Rewrite the records from the start up to and including the line with "x=825 y=695", changing "blue plaid shirt" to "blue flannel shirt" and keeping everything else the same. Leave the pictures out of your answer.

==== Record extracts ====

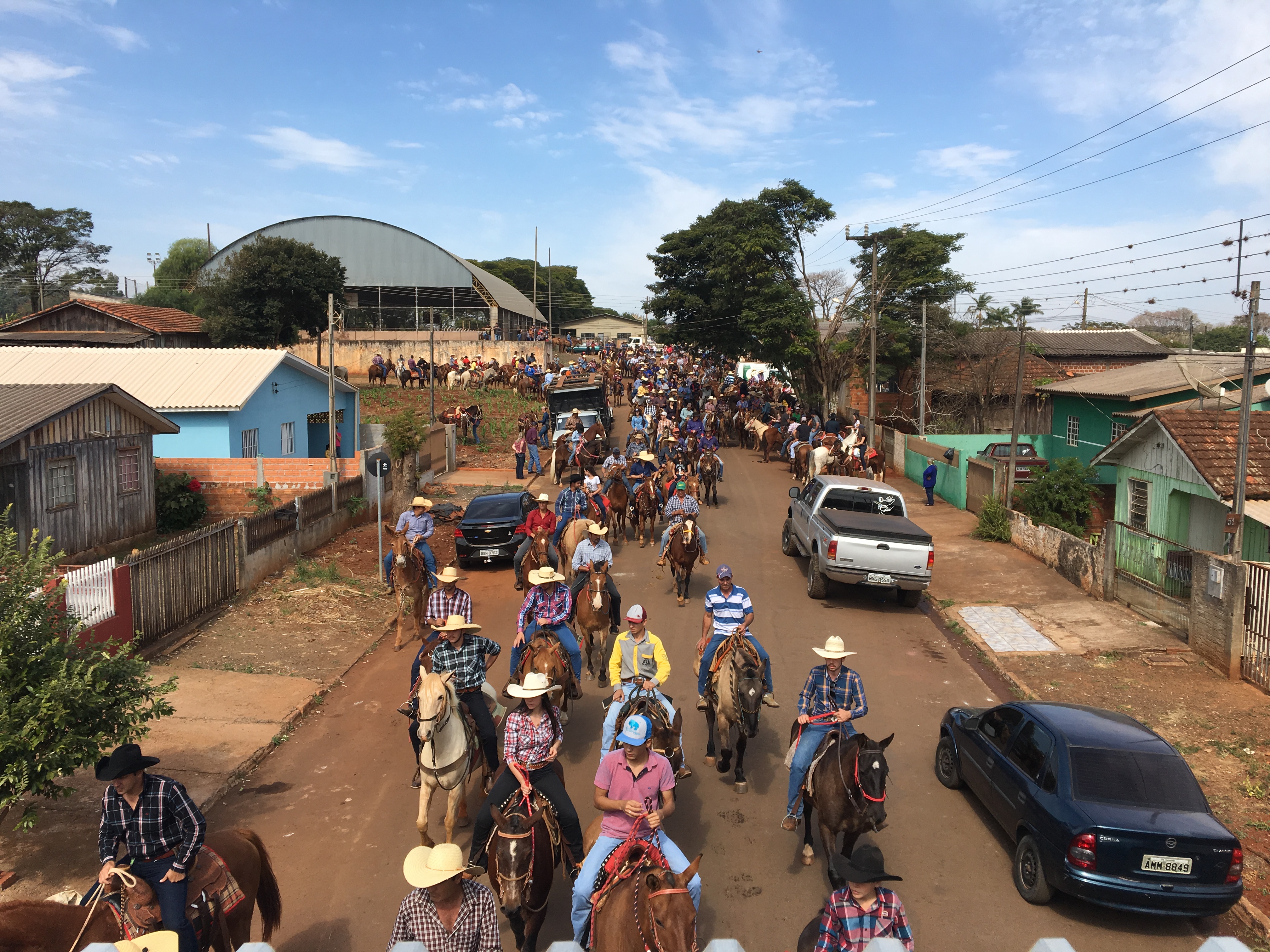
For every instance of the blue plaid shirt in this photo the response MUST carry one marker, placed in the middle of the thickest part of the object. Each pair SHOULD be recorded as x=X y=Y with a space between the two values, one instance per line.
x=825 y=695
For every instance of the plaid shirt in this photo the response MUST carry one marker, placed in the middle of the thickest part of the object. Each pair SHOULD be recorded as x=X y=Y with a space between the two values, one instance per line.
x=443 y=605
x=475 y=928
x=846 y=927
x=468 y=660
x=822 y=695
x=526 y=743
x=166 y=819
x=554 y=607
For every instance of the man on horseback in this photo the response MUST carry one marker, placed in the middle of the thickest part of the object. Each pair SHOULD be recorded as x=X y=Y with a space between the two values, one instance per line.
x=590 y=551
x=159 y=825
x=831 y=700
x=728 y=610
x=418 y=527
x=679 y=508
x=636 y=792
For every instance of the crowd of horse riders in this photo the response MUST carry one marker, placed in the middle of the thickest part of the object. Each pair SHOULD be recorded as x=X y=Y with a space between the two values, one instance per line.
x=633 y=888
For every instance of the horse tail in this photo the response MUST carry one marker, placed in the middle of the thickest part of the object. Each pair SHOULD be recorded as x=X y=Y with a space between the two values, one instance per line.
x=267 y=895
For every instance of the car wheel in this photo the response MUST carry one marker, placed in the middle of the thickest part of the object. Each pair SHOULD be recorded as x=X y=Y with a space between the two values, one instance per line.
x=788 y=545
x=816 y=581
x=947 y=768
x=1030 y=875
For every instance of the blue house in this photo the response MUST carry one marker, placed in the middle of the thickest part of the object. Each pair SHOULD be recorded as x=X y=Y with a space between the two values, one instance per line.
x=229 y=403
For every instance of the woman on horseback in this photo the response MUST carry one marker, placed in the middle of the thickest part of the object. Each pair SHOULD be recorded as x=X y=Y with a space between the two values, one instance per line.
x=531 y=740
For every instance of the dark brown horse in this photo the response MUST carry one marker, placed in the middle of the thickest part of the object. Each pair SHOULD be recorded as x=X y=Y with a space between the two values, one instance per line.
x=849 y=791
x=36 y=927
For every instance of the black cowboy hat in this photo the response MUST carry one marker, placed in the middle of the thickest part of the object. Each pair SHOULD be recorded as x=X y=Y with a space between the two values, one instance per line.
x=124 y=761
x=867 y=866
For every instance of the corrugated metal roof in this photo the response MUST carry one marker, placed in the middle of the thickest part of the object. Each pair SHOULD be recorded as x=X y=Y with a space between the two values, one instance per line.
x=166 y=379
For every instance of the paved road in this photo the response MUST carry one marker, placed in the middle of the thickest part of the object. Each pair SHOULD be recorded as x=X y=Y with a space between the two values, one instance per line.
x=335 y=807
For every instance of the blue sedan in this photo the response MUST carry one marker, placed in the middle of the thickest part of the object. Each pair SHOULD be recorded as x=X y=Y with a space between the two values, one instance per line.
x=1098 y=805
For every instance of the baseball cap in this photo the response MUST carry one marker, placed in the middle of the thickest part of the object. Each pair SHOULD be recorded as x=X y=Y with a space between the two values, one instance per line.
x=637 y=730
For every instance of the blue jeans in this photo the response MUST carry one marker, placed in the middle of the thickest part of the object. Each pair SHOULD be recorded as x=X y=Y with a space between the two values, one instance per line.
x=586 y=883
x=708 y=657
x=430 y=560
x=567 y=639
x=807 y=744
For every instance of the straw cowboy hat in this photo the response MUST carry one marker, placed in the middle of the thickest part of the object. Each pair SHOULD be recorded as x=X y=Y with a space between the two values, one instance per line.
x=456 y=622
x=834 y=648
x=427 y=866
x=535 y=685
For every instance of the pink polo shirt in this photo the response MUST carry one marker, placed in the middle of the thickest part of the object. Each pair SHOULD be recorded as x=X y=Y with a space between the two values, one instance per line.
x=616 y=777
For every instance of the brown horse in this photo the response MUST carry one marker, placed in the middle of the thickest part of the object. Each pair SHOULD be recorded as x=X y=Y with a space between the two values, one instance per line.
x=849 y=790
x=35 y=927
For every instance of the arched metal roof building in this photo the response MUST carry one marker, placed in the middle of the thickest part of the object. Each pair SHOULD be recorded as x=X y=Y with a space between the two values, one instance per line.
x=389 y=267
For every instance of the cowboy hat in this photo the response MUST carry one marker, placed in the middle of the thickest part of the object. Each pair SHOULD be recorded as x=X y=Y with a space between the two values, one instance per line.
x=124 y=761
x=867 y=866
x=834 y=648
x=535 y=686
x=456 y=622
x=427 y=866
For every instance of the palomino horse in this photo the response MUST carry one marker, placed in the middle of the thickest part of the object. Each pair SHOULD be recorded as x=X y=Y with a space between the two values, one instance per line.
x=450 y=753
x=849 y=789
x=53 y=926
x=735 y=699
x=592 y=622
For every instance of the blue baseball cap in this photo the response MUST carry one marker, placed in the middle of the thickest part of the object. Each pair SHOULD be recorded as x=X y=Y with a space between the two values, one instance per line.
x=637 y=730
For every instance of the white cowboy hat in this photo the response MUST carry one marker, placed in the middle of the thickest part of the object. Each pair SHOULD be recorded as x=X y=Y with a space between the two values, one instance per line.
x=535 y=686
x=427 y=866
x=834 y=648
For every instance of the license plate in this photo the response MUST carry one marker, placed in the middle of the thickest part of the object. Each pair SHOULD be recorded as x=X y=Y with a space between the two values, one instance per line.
x=1166 y=864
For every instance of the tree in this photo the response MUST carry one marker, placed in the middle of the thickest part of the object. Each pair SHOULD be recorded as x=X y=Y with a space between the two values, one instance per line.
x=61 y=704
x=49 y=251
x=268 y=291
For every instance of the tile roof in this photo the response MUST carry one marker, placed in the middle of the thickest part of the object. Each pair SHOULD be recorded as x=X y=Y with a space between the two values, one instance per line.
x=166 y=379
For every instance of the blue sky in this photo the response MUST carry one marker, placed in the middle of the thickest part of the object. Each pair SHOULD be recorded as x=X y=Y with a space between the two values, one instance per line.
x=610 y=124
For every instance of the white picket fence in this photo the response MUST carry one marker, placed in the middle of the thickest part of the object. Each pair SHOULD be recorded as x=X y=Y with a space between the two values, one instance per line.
x=91 y=592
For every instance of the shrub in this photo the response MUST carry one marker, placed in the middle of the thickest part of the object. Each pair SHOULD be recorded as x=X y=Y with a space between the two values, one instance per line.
x=994 y=521
x=178 y=502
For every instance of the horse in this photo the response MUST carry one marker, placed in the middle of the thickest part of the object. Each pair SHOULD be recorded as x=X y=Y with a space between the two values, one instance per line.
x=26 y=925
x=735 y=699
x=591 y=621
x=849 y=787
x=684 y=552
x=450 y=753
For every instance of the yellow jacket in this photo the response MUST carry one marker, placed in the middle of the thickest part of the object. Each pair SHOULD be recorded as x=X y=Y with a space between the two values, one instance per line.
x=647 y=659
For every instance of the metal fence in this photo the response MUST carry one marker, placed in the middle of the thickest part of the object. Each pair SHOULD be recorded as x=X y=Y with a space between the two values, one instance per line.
x=181 y=579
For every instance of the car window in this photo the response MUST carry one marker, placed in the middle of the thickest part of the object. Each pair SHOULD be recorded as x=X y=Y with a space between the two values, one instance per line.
x=1001 y=725
x=1030 y=749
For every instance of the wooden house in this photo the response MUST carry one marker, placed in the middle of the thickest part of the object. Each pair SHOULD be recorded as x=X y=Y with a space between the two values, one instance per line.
x=77 y=464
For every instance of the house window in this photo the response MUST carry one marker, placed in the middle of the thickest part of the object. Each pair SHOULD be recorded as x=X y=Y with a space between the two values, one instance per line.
x=1140 y=499
x=128 y=469
x=61 y=483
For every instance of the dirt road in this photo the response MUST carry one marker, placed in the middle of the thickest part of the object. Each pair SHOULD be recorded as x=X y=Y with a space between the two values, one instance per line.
x=335 y=807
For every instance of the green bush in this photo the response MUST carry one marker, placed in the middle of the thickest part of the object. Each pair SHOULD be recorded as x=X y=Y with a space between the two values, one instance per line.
x=178 y=502
x=1062 y=497
x=994 y=521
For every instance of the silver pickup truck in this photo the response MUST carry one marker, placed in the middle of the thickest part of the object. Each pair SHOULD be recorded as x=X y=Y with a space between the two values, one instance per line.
x=856 y=532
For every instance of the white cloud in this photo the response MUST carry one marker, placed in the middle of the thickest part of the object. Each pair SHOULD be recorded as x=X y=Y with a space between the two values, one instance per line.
x=298 y=148
x=972 y=161
x=27 y=83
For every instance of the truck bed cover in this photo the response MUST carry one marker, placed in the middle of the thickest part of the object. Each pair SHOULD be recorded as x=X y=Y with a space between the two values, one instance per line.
x=872 y=526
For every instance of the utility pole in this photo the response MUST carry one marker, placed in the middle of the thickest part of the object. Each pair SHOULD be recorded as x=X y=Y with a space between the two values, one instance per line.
x=1019 y=409
x=1241 y=466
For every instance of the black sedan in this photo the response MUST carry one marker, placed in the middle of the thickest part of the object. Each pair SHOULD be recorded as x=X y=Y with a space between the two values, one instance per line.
x=491 y=527
x=1098 y=805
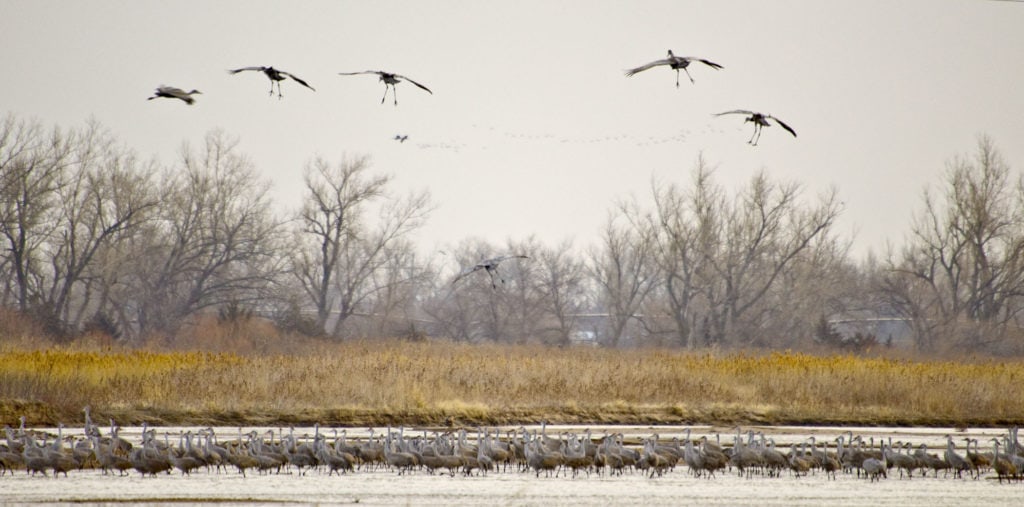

====

Problem solution
For every instance of the blue flannel shirt in this photo the response MUST carry one marker, placed in the middle of the thickest part of the object. Each pair SHOULD be recorded as x=X y=Y with a space between the two values, one instance per line.
x=825 y=695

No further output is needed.